Region annotation items
□ □ □ □ □ □ □

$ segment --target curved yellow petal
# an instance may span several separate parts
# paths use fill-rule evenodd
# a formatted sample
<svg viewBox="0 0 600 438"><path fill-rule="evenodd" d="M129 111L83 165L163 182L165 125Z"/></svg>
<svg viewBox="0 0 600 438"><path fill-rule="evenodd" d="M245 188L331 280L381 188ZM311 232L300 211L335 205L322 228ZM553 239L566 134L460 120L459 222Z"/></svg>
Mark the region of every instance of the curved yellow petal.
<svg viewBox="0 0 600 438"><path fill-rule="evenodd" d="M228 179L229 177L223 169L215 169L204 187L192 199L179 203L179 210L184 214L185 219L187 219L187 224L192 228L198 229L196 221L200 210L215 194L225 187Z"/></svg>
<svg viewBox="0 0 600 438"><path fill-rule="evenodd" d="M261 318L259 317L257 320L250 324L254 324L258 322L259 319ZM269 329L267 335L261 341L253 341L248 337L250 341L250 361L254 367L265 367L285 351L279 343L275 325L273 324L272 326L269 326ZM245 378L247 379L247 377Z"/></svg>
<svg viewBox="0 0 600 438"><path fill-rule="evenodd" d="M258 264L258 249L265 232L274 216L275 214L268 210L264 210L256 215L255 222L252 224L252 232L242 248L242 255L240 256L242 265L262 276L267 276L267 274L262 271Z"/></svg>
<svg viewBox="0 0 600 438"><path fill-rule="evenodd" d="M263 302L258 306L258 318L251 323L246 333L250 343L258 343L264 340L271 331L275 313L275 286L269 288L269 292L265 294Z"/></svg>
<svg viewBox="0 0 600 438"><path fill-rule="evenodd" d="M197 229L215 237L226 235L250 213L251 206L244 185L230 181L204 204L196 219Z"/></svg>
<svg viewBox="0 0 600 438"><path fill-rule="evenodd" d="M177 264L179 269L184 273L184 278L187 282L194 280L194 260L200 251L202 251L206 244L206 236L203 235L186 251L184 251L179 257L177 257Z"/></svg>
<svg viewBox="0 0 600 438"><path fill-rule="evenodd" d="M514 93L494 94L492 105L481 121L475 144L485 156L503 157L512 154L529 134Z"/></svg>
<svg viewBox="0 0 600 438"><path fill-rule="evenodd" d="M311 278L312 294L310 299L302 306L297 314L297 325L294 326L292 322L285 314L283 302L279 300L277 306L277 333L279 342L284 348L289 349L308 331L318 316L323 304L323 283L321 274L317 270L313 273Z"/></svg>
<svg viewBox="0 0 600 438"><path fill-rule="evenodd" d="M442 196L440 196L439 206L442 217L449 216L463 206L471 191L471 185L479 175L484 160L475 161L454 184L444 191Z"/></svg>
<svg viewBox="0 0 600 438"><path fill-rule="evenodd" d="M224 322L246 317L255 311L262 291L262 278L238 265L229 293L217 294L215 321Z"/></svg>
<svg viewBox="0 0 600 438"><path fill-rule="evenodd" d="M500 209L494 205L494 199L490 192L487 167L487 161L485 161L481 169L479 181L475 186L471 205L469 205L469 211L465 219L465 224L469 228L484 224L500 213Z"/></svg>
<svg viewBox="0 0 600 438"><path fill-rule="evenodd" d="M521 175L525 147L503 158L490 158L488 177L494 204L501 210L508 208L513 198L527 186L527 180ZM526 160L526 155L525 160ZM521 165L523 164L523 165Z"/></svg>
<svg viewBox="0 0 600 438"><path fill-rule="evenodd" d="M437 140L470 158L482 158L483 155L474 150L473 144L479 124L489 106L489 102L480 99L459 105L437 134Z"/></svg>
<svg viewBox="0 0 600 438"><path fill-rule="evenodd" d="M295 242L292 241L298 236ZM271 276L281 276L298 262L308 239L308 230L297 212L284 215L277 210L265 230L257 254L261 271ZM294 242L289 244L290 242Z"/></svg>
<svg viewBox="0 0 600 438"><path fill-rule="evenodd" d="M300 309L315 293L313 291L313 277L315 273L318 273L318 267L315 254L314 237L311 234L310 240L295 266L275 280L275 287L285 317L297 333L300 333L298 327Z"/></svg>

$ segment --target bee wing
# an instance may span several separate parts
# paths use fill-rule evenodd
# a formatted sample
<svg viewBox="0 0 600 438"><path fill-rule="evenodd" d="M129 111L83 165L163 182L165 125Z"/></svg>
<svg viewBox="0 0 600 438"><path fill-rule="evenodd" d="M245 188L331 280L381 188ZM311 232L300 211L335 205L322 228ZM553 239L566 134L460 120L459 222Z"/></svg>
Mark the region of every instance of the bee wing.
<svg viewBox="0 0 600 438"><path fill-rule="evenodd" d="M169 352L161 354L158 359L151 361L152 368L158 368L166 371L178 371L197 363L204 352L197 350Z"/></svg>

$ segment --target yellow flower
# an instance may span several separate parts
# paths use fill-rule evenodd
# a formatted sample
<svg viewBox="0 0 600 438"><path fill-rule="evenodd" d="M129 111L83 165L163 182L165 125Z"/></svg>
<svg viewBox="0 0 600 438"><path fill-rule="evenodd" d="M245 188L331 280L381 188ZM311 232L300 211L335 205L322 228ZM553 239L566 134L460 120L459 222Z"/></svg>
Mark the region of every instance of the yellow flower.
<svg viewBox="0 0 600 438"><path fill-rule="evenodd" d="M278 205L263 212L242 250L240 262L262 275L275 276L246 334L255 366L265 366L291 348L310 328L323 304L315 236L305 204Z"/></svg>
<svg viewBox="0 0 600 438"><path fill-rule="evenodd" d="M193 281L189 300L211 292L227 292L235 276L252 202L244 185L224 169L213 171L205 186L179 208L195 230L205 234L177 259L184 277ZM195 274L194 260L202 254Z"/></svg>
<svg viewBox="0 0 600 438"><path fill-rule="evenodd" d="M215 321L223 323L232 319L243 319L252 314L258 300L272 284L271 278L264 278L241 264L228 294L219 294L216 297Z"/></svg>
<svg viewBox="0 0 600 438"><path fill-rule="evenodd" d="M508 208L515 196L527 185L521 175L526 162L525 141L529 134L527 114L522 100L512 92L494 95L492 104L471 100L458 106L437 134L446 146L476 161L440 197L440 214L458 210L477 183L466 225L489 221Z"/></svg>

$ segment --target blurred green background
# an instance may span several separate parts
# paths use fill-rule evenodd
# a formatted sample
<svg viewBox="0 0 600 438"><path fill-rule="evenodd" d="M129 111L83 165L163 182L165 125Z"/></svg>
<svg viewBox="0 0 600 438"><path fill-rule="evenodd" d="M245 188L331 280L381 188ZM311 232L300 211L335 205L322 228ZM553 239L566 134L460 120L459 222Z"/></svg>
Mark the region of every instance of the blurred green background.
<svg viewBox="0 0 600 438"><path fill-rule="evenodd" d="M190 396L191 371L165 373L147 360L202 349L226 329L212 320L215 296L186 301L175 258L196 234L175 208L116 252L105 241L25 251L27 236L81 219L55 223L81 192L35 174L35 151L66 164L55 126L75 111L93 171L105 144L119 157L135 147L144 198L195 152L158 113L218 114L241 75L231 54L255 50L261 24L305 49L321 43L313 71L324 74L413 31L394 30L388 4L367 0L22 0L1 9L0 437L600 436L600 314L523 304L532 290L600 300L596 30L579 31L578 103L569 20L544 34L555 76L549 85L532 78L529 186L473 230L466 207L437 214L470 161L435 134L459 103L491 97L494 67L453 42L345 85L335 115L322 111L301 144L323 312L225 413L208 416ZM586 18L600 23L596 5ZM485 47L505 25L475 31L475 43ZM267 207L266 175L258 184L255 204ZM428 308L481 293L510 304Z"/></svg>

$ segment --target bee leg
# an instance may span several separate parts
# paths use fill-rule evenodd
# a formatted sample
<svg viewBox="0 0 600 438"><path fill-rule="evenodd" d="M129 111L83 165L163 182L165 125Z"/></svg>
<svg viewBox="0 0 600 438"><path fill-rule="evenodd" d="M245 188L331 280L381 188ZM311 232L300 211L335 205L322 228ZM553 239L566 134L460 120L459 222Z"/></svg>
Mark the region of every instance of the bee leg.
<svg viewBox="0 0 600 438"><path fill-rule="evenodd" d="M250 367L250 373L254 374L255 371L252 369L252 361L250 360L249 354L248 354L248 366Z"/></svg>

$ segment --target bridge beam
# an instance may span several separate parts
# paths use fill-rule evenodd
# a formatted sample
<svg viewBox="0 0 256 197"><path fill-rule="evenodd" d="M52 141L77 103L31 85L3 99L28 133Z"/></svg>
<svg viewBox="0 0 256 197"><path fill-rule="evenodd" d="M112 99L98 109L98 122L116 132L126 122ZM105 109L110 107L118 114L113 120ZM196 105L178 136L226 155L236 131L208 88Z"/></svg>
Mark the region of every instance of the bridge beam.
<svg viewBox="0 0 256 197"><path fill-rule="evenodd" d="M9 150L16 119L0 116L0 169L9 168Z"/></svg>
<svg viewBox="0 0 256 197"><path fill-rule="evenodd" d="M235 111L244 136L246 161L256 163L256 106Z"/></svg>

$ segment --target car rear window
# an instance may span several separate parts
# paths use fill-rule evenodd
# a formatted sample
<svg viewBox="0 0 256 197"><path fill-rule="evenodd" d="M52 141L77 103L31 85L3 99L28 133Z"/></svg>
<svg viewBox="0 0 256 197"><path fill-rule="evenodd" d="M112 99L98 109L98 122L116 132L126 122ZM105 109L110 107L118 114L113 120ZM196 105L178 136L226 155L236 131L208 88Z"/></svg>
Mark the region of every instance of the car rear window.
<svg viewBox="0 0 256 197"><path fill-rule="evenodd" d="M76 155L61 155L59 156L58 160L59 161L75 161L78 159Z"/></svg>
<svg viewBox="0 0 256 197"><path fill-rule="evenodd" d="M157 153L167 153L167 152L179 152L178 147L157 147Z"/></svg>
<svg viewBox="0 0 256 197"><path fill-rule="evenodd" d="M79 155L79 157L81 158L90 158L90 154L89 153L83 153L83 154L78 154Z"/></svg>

□ □ □ □ □ □ □

=== Written instruction ===
Please retype every line from the one containing "--target bridge beam" through the end of the items, character for character.

=== Finished task ===
$ segment --target bridge beam
# an instance may span several separate parts
# paths use fill-rule evenodd
# a formatted sample
<svg viewBox="0 0 256 197"><path fill-rule="evenodd" d="M52 141L77 103L31 85L3 99L28 133Z"/></svg>
<svg viewBox="0 0 256 197"><path fill-rule="evenodd" d="M112 99L98 109L98 122L116 132L126 122ZM105 109L110 107L118 114L113 120ZM196 105L178 136L226 155L236 131L208 88Z"/></svg>
Mark the region of every instance of the bridge beam.
<svg viewBox="0 0 256 197"><path fill-rule="evenodd" d="M9 150L16 119L0 116L0 169L9 168Z"/></svg>
<svg viewBox="0 0 256 197"><path fill-rule="evenodd" d="M235 111L244 136L246 161L256 163L256 106Z"/></svg>

$ segment --target car rear window
# an instance may span several separate parts
# paths use fill-rule evenodd
# a formatted sample
<svg viewBox="0 0 256 197"><path fill-rule="evenodd" d="M52 141L77 103L31 85L3 99L28 133Z"/></svg>
<svg viewBox="0 0 256 197"><path fill-rule="evenodd" d="M112 99L98 109L98 122L116 132L126 122ZM105 109L110 107L118 114L113 120ZM196 105L178 136L226 155L236 131L208 88Z"/></svg>
Mark the region of every instance of the car rear window.
<svg viewBox="0 0 256 197"><path fill-rule="evenodd" d="M76 155L61 155L59 156L58 160L59 161L75 161L78 159Z"/></svg>
<svg viewBox="0 0 256 197"><path fill-rule="evenodd" d="M157 153L167 153L167 152L179 152L178 147L157 147Z"/></svg>
<svg viewBox="0 0 256 197"><path fill-rule="evenodd" d="M79 155L79 157L81 158L90 158L90 154L89 153L83 153L83 154L78 154Z"/></svg>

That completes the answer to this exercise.